▶ [TEXT SHOWN]

How many are too many meetings?
Updated: Aug 28

How many meetings are too many? I was thinking about this after reading this article Dear Manager, You’re Holding Too Many Meetings (hbr.org) and it reminded me of a time when in post as a new Head Teacher, I started to ponder this myself. The job had changed greatly for me in the short time I had been there. I had expanded the school from one to two form; this entailed numerous meetings with the LA and builders etc. And then there were a whole host of other meetings to attend including: locality, HT conferences, parents, LA Quality Assurance, sales, new initiatives and government updates, SEND, budgets and finance, curriculum, governors and of course, numerous safeguarding meetings which were completely off the scale!
All these meetings were exhausting and though some of course, like safeguarding were important, I felt that attending every meeting that as HT I was invited to was impacting on the time I needed to devote to my strategic role so I began to choose carefully on the basis of importance and if I knew there would be notes sent through to delegates after the meetings then of course I didn’t need to attend in person.

Stored items

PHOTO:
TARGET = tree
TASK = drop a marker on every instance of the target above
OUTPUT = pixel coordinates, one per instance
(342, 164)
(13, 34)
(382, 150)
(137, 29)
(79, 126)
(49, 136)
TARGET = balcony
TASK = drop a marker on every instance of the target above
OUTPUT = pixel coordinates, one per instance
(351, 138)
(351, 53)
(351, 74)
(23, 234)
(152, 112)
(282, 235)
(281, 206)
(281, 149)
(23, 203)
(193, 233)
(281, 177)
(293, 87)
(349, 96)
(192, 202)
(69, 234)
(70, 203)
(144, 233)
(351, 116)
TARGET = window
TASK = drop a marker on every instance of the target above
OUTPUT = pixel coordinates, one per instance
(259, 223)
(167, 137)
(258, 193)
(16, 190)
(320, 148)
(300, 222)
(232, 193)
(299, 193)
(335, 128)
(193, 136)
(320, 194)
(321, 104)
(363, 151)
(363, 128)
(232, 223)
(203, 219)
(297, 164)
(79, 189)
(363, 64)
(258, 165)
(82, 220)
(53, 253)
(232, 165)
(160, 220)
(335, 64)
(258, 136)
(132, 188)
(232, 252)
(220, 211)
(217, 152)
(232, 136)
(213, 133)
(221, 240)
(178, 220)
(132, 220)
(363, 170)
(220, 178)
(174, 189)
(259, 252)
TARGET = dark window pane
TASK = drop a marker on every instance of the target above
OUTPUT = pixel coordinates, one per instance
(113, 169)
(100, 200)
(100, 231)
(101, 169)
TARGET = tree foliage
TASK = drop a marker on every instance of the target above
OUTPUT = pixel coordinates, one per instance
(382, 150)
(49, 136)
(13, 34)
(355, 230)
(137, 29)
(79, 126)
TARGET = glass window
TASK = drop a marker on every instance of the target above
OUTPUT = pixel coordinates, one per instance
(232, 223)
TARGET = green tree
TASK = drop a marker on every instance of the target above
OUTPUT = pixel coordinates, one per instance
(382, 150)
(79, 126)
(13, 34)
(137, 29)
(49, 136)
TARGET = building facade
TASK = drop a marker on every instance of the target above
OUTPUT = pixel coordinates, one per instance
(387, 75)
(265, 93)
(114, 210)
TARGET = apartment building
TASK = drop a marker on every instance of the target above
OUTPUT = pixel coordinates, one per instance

▶ [WHAT TO DO] Can you reproduce the entire post on too many meetings above, word for word?

▶ [RESULT FOR THIS TASK]
How many are too many meetings?
Updated: Aug 28

How many meetings are too many? I was thinking about this after reading this article Dear Manager, You’re Holding Too Many Meetings (hbr.org) and it reminded me of a time when in post as a new Head Teacher, I started to ponder this myself. The job had changed greatly for me in the short time I had been there. I had expanded the school from one to two form; this entailed numerous meetings with the LA and builders etc. And then there were a whole host of other meetings to attend including: locality, HT conferences, parents, LA Quality Assurance, sales, new initiatives and government updates, SEND, budgets and finance, curriculum, governors and of course, numerous safeguarding meetings which were completely off the scale!
All these meetings were exhausting and though some of course, like safeguarding were important, I felt that attending every meeting that as HT I was invited to was impacting on the time I needed to devote to my strategic role so I began to choose carefully on the basis of importance and if I knew there would be notes sent through to delegates after the meetings then of course I didn’t need to attend in person.